TEXT BLOCK
──────────────────────────────
Methods and Systems for Annotating Floorplans

Background

Traditional approaches to indoor mapping relied heavily on manual floor plan tracing or rule-based computer vision algorithms, which proved fragile when confronted with the wide variety of graphical representations used in architectural drawings. While Computer-Aided Design (CAD) floor plans in formats like DWG or DWF exist for most modern buildings, these detailed technical drawings are typically proprietary and inaccessible to the public. Mappers often work with low-quality images (JPEG or PDF format) of floor plans, necessitating manual digitization processes. RGB-D cameras, which capture both color and depth information, emerged as promising tools for 3D indoor scanning, though they face limitations including restricted range (typically less than 5 meters), sensitivity to lighting conditions, noisy point clouds at object edges, and computational demands for real-time processing. Automatic floor plan vectorization algorithms remain highly sensitive to image quality and graphical symbol variations, often requiring substantial manual editing even with state-of-the-art deep learning approaches.
──────────────────────────────
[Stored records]
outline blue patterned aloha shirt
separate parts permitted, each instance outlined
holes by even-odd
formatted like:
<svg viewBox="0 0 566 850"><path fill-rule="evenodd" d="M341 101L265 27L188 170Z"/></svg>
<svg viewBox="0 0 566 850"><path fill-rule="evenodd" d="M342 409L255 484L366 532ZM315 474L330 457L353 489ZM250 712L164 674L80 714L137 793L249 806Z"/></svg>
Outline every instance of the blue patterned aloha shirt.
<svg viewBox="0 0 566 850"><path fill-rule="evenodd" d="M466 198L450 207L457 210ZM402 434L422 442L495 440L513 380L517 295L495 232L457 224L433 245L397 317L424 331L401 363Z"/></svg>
──────────────────────────────
WHAT YOU ARE ASKED TO DO
Retype the full text on annotating floorplans, from its title to its final sentence, without changing a single word or line.

THE OUTPUT
Methods and Systems for Annotating Floorplans

Background

Traditional approaches to indoor mapping relied heavily on manual floor plan tracing or rule-based computer vision algorithms, which proved fragile when confronted with the wide variety of graphical representations used in architectural drawings. While Computer-Aided Design (CAD) floor plans in formats like DWG or DWF exist for most modern buildings, these detailed technical drawings are typically proprietary and inaccessible to the public. Mappers often work with low-quality images (JPEG or PDF format) of floor plans, necessitating manual digitization processes. RGB-D cameras, which capture both color and depth information, emerged as promising tools for 3D indoor scanning, though they face limitations including restricted range (typically less than 5 meters), sensitivity to lighting conditions, noisy point clouds at object edges, and computational demands for real-time processing. Automatic floor plan vectorization algorithms remain highly sensitive to image quality and graphical symbol variations, often requiring substantial manual editing even with state-of-the-art deep learning approaches.